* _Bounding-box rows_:

========

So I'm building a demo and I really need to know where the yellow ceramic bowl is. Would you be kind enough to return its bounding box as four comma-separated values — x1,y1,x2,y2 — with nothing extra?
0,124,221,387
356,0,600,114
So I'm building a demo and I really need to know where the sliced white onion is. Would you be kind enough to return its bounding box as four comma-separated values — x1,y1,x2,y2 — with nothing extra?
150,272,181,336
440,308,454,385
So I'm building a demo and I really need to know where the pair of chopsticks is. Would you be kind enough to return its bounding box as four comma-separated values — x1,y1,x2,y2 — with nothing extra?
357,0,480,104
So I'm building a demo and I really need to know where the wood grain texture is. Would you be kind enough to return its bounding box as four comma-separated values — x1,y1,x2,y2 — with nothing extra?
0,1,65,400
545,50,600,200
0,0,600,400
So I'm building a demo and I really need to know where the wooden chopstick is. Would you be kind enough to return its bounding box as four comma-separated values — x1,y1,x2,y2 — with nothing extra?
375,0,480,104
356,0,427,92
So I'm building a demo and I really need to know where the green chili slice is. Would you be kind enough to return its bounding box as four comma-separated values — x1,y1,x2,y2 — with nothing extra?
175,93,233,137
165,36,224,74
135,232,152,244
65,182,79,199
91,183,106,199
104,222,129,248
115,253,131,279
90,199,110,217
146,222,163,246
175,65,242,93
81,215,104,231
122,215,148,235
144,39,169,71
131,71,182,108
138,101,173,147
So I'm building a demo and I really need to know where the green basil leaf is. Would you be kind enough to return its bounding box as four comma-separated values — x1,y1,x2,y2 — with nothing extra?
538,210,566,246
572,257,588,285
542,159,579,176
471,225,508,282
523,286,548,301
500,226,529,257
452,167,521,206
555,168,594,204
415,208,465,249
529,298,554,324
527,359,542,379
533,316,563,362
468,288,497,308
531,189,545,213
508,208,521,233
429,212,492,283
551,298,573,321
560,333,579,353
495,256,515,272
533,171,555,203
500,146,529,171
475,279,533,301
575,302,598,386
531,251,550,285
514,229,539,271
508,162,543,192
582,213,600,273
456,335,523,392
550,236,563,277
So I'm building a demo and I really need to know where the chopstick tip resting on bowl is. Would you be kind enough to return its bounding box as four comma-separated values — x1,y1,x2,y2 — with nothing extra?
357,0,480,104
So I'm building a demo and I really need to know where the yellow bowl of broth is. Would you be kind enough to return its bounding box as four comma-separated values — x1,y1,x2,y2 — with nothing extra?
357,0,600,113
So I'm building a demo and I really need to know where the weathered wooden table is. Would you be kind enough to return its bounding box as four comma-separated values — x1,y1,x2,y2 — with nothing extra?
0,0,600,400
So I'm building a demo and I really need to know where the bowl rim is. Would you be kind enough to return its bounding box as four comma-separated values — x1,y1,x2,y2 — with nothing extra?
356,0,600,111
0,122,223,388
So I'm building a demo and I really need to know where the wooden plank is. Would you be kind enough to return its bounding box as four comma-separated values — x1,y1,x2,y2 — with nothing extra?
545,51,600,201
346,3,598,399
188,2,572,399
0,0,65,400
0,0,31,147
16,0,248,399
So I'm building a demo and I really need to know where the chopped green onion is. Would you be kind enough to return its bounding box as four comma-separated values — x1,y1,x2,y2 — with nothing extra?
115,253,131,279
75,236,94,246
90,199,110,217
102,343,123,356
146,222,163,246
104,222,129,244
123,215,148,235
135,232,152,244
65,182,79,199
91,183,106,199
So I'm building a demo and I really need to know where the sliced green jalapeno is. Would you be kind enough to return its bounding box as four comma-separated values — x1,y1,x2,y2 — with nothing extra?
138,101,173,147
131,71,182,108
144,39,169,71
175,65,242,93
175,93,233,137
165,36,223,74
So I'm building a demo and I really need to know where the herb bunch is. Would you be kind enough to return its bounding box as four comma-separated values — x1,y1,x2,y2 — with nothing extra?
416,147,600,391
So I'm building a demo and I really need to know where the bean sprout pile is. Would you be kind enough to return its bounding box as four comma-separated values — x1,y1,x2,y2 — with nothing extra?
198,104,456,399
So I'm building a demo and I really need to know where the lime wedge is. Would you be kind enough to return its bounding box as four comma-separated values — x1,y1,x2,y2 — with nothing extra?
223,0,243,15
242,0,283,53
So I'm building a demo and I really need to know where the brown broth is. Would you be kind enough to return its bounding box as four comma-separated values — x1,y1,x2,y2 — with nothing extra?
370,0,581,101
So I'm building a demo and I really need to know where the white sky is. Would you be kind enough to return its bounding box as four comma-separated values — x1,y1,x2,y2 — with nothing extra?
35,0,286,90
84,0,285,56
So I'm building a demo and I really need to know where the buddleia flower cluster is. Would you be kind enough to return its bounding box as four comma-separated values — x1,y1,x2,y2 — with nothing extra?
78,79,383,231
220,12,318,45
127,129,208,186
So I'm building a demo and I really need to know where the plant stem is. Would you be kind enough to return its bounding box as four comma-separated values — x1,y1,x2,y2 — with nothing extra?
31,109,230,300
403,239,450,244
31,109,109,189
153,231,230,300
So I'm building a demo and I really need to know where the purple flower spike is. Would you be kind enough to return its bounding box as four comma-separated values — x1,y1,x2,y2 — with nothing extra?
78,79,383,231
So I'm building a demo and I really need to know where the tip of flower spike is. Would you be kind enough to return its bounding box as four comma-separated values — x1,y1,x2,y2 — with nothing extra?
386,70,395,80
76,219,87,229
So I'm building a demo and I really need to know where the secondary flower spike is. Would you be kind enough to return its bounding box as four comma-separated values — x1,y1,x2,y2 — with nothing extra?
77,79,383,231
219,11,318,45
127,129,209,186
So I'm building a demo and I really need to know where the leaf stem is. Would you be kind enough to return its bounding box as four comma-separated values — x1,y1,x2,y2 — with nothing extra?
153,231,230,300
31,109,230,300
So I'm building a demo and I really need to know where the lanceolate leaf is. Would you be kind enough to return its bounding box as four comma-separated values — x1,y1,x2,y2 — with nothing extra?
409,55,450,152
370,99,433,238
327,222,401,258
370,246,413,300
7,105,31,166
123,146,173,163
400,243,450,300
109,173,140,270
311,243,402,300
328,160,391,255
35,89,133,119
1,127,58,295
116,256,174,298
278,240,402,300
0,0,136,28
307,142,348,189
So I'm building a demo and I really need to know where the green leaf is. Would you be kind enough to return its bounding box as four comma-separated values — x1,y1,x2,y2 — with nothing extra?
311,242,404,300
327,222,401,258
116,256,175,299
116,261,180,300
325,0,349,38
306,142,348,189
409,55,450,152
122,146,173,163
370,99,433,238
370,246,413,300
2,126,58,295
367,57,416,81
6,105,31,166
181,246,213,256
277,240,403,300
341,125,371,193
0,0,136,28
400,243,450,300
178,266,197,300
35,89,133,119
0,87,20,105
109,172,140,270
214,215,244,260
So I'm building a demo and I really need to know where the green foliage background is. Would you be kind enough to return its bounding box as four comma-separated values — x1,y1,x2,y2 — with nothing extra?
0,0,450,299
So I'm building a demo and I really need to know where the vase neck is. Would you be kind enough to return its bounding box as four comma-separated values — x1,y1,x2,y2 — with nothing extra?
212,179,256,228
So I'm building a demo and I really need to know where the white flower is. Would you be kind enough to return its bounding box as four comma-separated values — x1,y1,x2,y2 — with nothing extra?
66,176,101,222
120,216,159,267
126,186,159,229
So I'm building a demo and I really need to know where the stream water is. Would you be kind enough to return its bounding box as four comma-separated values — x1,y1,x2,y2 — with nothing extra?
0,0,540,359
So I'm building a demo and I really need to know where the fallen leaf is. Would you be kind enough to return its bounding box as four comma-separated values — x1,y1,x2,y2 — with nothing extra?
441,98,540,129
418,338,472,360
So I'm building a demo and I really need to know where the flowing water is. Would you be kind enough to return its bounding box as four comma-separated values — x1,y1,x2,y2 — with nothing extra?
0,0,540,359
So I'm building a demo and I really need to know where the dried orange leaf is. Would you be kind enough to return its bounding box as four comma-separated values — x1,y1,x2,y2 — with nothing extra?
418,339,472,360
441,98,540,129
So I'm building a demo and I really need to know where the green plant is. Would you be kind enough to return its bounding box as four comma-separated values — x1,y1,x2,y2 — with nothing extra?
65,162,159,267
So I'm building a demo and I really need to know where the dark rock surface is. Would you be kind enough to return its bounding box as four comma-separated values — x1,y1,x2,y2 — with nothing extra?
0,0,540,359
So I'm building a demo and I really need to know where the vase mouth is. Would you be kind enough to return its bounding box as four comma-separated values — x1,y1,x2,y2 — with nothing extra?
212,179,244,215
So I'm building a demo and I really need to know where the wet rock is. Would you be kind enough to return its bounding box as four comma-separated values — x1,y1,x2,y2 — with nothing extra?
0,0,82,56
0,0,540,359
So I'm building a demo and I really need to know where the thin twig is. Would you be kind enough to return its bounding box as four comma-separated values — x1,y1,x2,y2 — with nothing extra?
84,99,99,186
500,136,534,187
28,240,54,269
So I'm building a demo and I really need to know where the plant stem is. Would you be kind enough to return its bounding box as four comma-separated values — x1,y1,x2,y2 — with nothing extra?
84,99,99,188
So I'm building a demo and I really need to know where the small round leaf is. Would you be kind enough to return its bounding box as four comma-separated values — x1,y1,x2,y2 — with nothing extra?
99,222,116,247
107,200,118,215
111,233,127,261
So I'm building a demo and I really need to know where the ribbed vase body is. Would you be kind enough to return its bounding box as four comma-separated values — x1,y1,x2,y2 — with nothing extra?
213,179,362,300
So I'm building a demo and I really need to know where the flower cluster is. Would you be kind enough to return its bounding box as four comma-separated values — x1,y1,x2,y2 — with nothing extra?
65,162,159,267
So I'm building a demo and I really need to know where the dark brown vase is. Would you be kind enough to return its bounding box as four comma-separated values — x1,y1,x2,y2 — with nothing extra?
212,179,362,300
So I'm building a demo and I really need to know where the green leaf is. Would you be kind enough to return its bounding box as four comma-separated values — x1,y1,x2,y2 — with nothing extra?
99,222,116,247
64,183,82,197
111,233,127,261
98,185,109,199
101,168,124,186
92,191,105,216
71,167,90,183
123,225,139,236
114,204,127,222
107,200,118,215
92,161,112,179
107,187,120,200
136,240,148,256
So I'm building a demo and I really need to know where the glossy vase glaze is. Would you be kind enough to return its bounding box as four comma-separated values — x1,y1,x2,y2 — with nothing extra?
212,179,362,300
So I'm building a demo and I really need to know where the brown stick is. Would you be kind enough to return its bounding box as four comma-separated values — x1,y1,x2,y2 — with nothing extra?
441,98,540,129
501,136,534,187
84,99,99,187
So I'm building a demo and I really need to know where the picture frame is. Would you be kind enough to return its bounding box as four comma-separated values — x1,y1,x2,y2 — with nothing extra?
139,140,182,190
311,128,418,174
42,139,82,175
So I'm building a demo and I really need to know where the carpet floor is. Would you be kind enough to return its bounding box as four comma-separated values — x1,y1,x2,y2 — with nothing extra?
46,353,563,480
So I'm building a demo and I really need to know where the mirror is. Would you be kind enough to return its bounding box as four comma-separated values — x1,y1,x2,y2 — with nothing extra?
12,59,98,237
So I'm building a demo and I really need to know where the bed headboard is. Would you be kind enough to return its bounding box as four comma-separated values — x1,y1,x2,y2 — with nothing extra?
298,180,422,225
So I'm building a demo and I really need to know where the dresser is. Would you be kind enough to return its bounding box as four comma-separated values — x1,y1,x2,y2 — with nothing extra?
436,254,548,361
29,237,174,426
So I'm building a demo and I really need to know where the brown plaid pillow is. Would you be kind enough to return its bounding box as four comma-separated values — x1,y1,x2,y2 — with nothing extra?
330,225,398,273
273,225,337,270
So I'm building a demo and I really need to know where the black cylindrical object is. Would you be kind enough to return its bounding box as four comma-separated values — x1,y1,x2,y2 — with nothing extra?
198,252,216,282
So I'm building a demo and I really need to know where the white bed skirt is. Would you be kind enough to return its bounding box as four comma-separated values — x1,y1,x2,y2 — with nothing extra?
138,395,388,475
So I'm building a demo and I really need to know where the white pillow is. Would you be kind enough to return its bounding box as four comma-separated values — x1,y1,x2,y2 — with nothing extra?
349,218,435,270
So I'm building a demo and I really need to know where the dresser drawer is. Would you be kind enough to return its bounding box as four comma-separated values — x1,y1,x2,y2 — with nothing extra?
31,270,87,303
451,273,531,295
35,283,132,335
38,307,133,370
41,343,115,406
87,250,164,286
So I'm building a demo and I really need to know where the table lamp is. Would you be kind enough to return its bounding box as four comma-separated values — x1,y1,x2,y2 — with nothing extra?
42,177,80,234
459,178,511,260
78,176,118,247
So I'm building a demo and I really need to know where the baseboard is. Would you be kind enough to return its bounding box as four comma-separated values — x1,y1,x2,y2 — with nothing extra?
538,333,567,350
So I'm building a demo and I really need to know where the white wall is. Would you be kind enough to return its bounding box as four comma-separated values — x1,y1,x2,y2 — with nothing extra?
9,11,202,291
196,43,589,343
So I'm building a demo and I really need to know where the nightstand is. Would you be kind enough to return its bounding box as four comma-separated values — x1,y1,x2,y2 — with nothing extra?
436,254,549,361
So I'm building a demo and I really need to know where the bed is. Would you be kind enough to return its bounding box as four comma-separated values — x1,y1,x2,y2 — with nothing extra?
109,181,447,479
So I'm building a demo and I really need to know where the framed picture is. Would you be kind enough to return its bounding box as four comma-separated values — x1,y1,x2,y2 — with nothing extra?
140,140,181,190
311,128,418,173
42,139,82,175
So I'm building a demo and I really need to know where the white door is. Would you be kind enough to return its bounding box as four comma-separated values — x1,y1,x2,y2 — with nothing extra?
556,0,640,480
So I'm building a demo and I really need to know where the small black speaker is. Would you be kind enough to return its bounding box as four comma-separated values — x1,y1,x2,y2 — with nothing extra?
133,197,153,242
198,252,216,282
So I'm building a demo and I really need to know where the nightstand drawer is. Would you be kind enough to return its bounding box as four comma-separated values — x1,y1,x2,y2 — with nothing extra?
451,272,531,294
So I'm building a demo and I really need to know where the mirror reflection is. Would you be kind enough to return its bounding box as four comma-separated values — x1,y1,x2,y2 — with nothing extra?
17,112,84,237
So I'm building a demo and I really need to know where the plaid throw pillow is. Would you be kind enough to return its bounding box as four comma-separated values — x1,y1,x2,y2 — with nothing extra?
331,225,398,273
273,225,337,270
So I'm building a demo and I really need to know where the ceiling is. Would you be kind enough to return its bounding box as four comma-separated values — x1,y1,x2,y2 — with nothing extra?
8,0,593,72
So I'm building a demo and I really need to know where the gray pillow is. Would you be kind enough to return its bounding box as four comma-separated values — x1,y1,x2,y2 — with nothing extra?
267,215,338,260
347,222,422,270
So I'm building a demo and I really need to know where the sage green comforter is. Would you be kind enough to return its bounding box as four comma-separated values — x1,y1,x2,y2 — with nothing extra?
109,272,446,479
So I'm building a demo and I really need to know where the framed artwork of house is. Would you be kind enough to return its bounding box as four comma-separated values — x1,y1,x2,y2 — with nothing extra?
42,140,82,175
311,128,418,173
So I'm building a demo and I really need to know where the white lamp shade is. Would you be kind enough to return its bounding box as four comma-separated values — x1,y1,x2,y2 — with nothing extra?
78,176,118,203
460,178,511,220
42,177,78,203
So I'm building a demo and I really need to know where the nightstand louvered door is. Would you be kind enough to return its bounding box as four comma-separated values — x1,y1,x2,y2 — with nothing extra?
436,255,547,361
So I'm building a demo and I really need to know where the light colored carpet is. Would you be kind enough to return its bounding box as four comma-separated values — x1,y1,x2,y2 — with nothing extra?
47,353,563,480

========

* _Task goal_: Copy out again, with no changes, the lines of the rows above running from the one containing "the vase mouth" through the one containing "28,240,54,269", including both.

* _Written answer_:
So I'm building a demo and I really need to know where the vase mouth is. Would you be kind enough to return its bounding box as four comma-separated values — x1,y1,x2,y2 — with nothing extra?
212,179,244,215
So I'm building a demo and I really need to know where the wet rock is. Would you be kind enough to return its bounding box as four comma-separated values — x1,y1,x2,y2 — with nothing extra?
0,0,82,56
0,0,540,359
So I'm building a demo and I really need to know where the thin twig is. Would you be kind enough to return its bounding box as four comma-separated values — x1,y1,x2,y2 — with nothing extra?
84,99,99,186
500,136,534,187
28,240,54,269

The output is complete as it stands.